Records in a dataset
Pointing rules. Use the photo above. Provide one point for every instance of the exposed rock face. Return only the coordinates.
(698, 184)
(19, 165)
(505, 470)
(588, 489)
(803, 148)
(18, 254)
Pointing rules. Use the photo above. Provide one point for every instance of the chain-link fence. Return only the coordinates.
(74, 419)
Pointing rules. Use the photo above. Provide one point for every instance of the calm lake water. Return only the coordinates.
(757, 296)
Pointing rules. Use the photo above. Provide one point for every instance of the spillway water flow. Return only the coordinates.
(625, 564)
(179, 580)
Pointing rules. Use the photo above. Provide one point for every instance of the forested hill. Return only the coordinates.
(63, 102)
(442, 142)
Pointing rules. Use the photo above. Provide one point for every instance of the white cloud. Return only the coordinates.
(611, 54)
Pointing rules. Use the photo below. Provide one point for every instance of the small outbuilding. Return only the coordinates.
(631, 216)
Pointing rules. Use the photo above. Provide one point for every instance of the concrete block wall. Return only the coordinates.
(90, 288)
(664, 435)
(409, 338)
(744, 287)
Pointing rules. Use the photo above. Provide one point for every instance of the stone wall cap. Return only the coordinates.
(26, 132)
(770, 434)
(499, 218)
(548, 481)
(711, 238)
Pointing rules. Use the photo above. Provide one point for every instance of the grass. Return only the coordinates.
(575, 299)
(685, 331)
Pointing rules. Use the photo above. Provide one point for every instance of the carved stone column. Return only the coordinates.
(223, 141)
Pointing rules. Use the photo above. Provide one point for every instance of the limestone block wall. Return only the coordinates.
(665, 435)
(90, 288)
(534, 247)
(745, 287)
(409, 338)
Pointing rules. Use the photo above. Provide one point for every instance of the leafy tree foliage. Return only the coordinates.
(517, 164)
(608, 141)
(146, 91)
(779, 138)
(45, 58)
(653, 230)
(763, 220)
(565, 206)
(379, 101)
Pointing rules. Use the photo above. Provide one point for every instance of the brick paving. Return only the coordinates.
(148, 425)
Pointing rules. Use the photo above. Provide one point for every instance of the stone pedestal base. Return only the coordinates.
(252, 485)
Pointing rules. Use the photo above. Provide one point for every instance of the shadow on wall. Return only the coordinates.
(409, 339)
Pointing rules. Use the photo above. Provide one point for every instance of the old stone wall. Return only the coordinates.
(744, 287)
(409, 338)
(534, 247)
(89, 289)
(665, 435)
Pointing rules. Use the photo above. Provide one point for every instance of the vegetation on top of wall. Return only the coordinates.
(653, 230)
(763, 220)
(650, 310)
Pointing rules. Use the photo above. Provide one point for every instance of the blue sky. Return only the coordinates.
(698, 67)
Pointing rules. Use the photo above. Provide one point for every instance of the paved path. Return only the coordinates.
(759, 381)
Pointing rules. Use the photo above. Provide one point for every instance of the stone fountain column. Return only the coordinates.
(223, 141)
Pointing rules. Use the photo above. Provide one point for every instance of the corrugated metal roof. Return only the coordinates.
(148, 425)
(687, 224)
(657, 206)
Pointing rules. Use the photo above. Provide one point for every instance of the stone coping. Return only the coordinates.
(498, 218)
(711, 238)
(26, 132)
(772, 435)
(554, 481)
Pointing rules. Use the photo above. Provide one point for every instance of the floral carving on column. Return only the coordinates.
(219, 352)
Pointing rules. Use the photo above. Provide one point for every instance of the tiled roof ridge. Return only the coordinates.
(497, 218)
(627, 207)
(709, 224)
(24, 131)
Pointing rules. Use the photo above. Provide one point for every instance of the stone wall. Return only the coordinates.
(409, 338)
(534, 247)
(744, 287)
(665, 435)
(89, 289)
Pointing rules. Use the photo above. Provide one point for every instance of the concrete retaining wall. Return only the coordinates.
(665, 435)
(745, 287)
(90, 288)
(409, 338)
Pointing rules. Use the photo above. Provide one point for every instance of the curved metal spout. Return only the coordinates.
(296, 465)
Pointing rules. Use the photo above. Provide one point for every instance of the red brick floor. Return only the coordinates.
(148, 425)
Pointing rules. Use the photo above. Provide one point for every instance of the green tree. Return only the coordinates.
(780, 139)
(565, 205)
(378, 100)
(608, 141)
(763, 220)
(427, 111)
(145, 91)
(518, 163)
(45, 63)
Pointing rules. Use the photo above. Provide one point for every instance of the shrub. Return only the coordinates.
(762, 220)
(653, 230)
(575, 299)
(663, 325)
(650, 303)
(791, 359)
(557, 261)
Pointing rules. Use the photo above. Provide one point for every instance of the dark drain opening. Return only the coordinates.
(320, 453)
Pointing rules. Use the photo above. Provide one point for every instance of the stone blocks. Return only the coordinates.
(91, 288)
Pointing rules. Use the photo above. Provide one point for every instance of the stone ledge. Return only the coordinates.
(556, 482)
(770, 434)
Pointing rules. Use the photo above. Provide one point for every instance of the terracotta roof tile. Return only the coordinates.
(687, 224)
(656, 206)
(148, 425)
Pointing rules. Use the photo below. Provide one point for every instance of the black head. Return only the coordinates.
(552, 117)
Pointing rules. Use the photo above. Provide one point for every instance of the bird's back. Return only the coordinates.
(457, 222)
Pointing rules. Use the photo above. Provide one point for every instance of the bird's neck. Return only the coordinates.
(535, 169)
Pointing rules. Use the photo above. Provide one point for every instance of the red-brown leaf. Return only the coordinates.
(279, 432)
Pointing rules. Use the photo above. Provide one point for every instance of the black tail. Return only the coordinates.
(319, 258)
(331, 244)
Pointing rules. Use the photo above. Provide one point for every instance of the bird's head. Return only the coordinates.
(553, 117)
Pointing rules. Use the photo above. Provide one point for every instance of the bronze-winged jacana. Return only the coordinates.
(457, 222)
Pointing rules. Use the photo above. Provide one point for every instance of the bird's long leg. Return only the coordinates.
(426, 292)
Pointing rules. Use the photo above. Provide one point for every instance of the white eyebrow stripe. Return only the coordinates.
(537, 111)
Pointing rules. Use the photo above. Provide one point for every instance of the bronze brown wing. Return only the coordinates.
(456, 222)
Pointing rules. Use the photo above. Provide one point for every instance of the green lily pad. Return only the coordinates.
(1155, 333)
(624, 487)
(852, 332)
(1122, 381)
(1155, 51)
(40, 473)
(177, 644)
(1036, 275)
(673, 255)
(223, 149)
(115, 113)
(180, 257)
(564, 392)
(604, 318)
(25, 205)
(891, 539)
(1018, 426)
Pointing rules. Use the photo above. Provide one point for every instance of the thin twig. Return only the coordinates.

▸ **YOUR GOAL**
Rewrite the items from the line containing "leg. Return only the coordinates." through the end of the items, inclusive, changing "instance" to "occurrence" and leaving everything else as it is. Return only those lines.

▸ **EXERCISE ANSWER**
Pointing rules. Use the photo above. Provide one point for every occurrence of the bird's long leg. Return only the coordinates.
(426, 292)
Pointing rules. Use the photo above. Provide one point for every occurrence of the white eyebrow stripe. Return only the coordinates.
(537, 111)
Pointing rules. Use the photo above. Provide one point for every occurrence of the bronze brown wing. Return only the coordinates.
(456, 222)
Pointing rules. Use the photo above. Provide one point for every occurrence of the green lily pad. Return only the coordinates.
(1155, 333)
(624, 487)
(852, 332)
(1122, 381)
(1155, 51)
(40, 473)
(177, 644)
(1036, 275)
(673, 255)
(223, 149)
(115, 113)
(180, 257)
(564, 392)
(604, 318)
(25, 205)
(891, 539)
(1018, 426)
Pointing rules. Use the photo above. Provide one point for every occurrence of the thin twig. Return only the coordinates.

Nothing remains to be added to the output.